Data supplied
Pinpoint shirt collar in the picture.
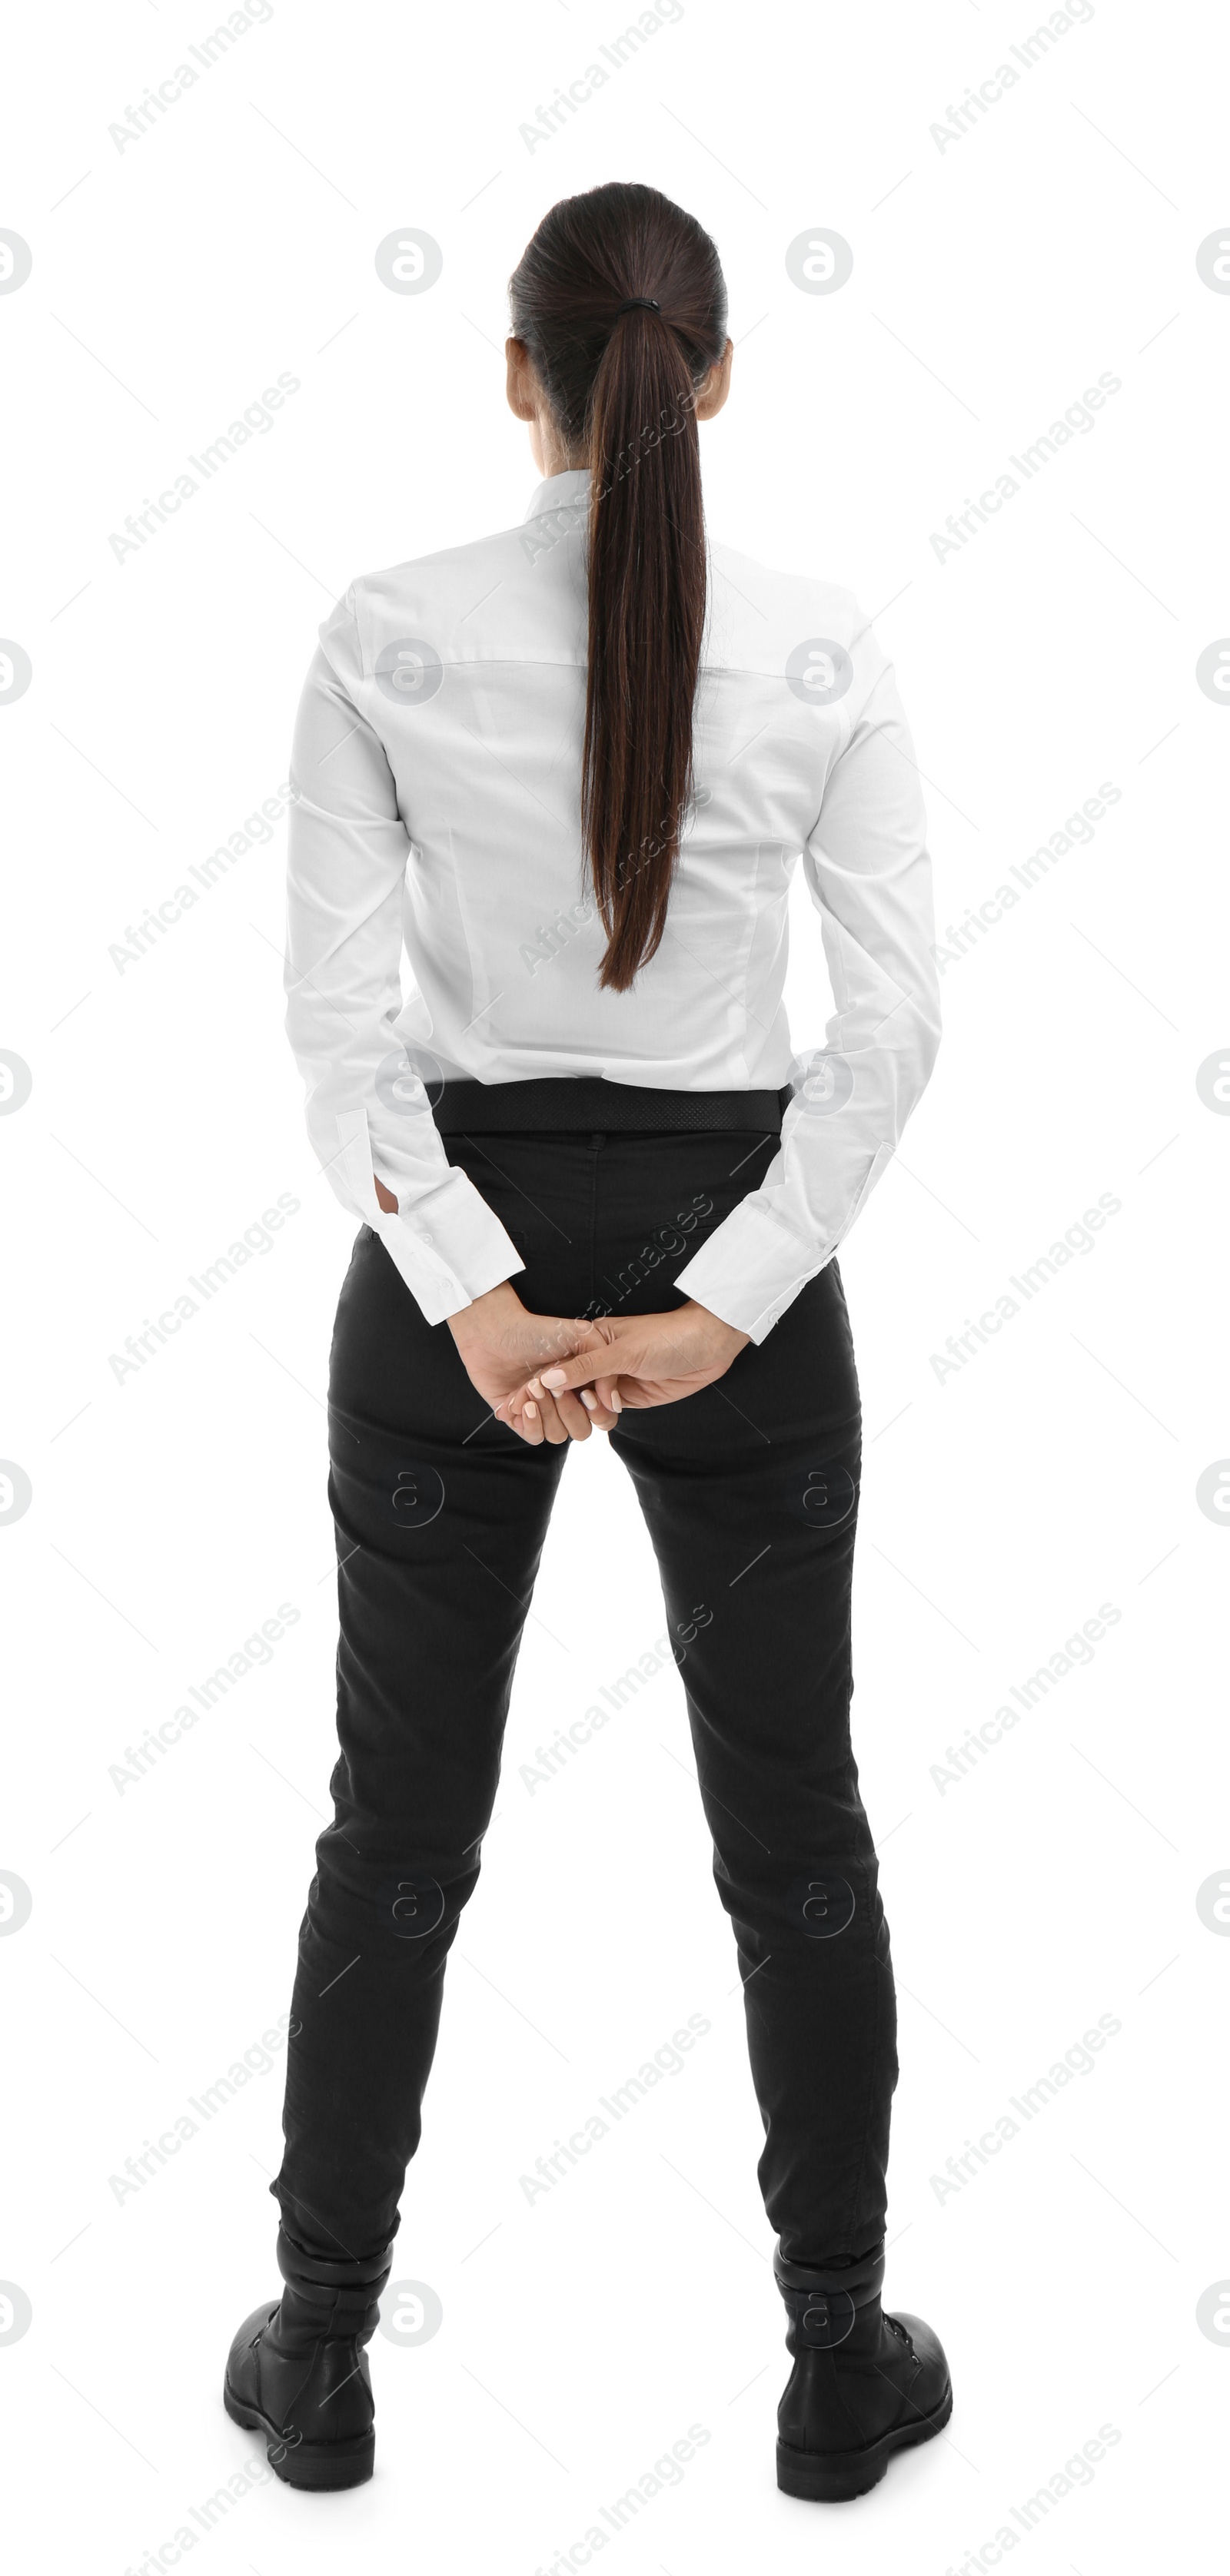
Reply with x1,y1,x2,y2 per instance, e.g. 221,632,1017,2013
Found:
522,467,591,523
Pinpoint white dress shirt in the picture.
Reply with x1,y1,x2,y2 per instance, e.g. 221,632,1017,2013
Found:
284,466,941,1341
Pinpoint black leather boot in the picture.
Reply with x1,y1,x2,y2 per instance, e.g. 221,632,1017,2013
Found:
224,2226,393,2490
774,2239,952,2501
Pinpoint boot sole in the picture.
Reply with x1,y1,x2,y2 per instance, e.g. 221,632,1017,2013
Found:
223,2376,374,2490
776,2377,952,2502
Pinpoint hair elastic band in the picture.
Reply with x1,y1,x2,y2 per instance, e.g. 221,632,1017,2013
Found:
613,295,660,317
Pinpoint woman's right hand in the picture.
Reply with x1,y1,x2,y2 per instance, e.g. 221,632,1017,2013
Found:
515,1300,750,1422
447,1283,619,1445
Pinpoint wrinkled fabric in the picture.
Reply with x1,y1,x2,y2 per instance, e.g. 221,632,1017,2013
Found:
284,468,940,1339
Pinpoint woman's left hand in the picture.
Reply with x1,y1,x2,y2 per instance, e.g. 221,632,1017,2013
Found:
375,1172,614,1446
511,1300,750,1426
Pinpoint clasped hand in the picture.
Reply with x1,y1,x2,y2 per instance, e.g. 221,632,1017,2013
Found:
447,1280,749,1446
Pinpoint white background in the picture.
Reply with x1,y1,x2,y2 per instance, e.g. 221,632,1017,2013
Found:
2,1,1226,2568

...

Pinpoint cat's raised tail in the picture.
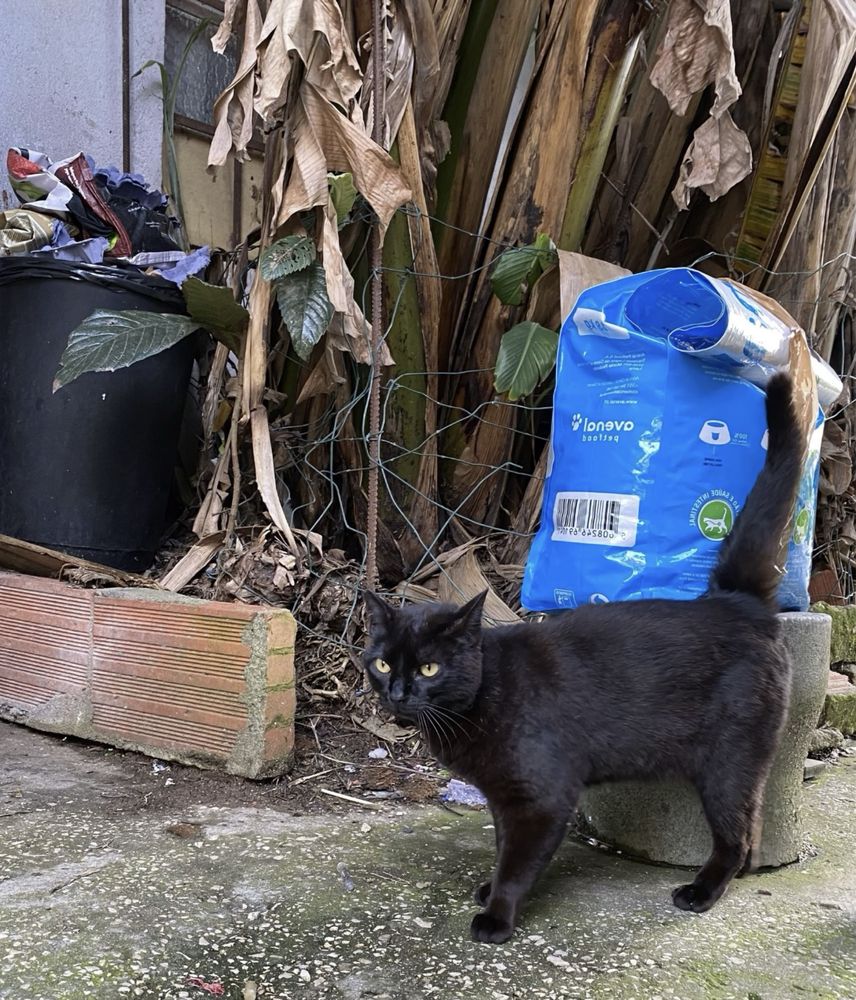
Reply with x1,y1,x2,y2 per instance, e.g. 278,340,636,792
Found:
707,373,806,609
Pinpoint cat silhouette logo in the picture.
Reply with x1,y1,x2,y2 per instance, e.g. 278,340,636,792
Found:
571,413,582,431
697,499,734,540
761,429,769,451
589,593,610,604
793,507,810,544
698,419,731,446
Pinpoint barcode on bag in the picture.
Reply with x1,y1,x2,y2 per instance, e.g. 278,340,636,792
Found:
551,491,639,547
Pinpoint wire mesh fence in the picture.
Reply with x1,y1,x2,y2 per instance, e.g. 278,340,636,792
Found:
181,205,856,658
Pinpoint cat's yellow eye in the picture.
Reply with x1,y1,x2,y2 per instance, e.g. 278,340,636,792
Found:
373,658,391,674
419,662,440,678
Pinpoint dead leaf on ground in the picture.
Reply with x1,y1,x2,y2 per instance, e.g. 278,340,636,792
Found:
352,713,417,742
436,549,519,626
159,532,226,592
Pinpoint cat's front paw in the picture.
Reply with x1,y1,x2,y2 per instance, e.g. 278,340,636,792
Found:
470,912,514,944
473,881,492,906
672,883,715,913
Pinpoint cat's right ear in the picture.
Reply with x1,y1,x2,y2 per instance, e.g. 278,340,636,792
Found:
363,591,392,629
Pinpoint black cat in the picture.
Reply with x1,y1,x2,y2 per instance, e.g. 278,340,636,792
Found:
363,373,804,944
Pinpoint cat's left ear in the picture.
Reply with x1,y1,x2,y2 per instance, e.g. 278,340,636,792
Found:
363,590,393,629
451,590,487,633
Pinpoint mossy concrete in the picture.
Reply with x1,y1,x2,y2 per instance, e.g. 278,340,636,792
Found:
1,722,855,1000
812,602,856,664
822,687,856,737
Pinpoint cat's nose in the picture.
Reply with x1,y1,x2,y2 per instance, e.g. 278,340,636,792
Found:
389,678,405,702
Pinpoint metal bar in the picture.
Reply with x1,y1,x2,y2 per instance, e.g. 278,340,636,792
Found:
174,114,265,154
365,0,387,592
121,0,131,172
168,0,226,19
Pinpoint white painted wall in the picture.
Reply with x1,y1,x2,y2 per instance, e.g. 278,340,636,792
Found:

The problem
I need each line of the entries that holds the string "shirt" located and copied.

Answer space
Pinpoint shirt collar in the picture.
Pinpoint white dress shirt in the picture.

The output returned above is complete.